- _WHAT YOU NEED TO DO_: Drop every picture. Return the rest of the entries exactly.

- _EXERCISE INPUTS_:
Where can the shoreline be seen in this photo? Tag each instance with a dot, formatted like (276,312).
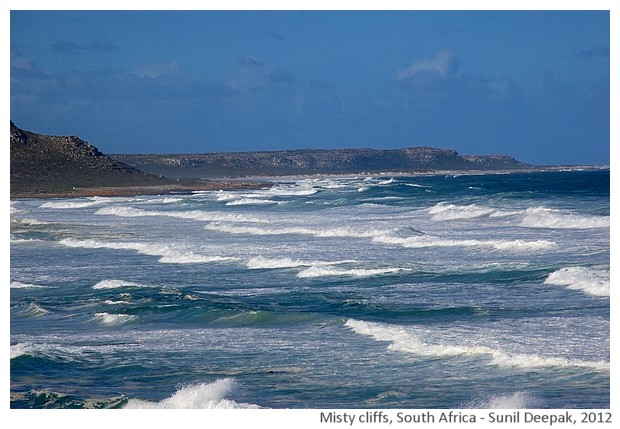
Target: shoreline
(132,190)
(258,182)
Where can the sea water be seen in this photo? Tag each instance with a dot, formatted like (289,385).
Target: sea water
(439,291)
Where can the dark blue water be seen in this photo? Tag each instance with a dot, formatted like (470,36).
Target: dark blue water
(470,291)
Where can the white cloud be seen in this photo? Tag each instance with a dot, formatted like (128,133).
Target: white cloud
(444,63)
(156,70)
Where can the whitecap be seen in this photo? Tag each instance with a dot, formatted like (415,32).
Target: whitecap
(167,254)
(322,271)
(592,281)
(113,284)
(196,396)
(197,215)
(406,340)
(20,349)
(20,285)
(113,319)
(542,217)
(443,211)
(249,201)
(70,204)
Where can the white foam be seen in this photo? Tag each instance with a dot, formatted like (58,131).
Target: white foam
(20,285)
(542,217)
(592,281)
(322,271)
(110,302)
(421,241)
(113,319)
(33,222)
(517,400)
(260,262)
(20,349)
(113,284)
(408,341)
(249,201)
(70,204)
(167,254)
(443,211)
(197,215)
(33,310)
(196,396)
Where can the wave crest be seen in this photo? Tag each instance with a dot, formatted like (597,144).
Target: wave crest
(589,280)
(196,396)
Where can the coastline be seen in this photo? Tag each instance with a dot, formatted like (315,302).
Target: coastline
(257,182)
(132,191)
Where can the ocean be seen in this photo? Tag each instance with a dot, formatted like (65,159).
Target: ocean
(422,292)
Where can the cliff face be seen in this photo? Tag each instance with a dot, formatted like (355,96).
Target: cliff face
(313,161)
(42,163)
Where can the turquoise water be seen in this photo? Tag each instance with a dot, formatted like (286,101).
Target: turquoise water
(472,291)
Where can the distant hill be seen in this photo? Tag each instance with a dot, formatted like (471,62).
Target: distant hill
(316,161)
(42,164)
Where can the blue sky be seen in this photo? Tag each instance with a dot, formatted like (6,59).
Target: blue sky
(531,84)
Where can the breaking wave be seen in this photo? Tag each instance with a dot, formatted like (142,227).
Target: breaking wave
(592,281)
(385,237)
(404,340)
(197,396)
(113,319)
(541,217)
(322,271)
(197,215)
(71,204)
(20,285)
(113,284)
(167,254)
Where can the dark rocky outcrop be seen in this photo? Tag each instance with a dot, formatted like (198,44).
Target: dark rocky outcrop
(42,164)
(316,161)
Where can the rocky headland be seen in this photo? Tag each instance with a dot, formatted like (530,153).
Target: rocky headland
(304,162)
(61,166)
(65,166)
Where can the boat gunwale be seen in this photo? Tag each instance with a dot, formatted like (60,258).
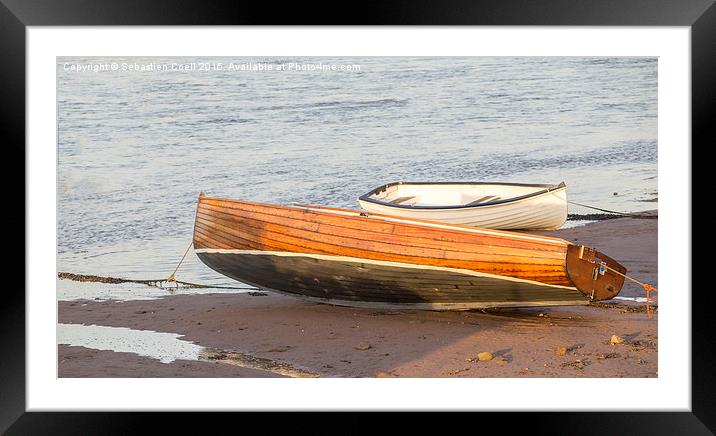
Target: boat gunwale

- _TASK ANSWER_:
Where can the shoreline be seen in this photo? Tag each instance with a dot, formatted like (276,312).
Target: shoreline
(132,190)
(258,182)
Where can the sea water be seen in this photo? Tag each instance with a dot, formatted like (289,385).
Target: sea water
(439,291)
Where can the dark blue water be seen in this photo? Tag each instance with a dot, formatted like (470,36).
Target: dark blue water
(470,291)
Where can the white cloud be seen in this photo? Tag each instance with a dot, formatted like (128,133).
Target: white cloud
(444,63)
(156,70)
Where can the whitecap be seen in this photo? Tag each instance with a dot, formatted like (415,32).
Target: whitecap
(167,254)
(322,271)
(592,281)
(113,284)
(196,396)
(197,215)
(406,340)
(20,349)
(20,285)
(113,319)
(542,217)
(443,211)
(249,201)
(70,204)
Where can the white foam be seen in this photo? Tag each instance with a dot, formatted like (58,131).
Target: white foam
(20,285)
(542,217)
(592,281)
(322,271)
(110,302)
(421,241)
(113,319)
(33,222)
(517,400)
(260,262)
(20,349)
(113,284)
(408,341)
(249,201)
(70,204)
(167,254)
(443,211)
(197,215)
(33,310)
(196,396)
Where can the wave crest be seen in this photo? Tag each instance with a dot, formatted like (597,144).
Target: wave crest
(589,280)
(196,396)
Where can the coastline be seen in this photo? Tag each instance with a dot, formatted like (315,302).
Target: coastline
(257,182)
(132,191)
Where can the ocean be seen in this photo? Tag each instance with a dot, formatted like (65,159).
Target: ocean
(422,292)
Where can the cliff face be seen in this photo? Tag each instance with a dot, formatted like (355,96).
Target: cliff face
(313,161)
(42,163)
Where can the turquoise water be seen in this photo? Tag each instance with a dot, formatted like (286,101).
Target: turquoise water
(472,291)
Where can the distant hill be seen in this photo? Tag each instance with a dot, formatted like (471,62).
Target: distant hill
(316,161)
(42,164)
Where can the blue sky be seen in this photo? Tag each instance with a dot, formatted like (6,59).
Target: blue sky
(531,84)
Where can the breaking wave be seen in this photo? Tag each instance with a dot, formatted like (142,227).
Target: breaking wave
(592,281)
(385,237)
(404,340)
(197,396)
(113,319)
(541,217)
(322,271)
(197,215)
(71,204)
(20,285)
(113,284)
(167,254)
Where can the dark rocky outcrop be seen in this photo? Tag each instance with a dot, formatted like (198,44).
Target: dark rocky outcrop
(42,164)
(316,161)
Where can the rocky headland be seen in this photo? Tag each instance with a dot, formatted like (530,153).
Target: rocky headland
(304,162)
(61,166)
(65,166)
Where can the boat gunwale be seen in this photo? Tag each instance with a dot, formatted like (60,258).
Target: boat gunwale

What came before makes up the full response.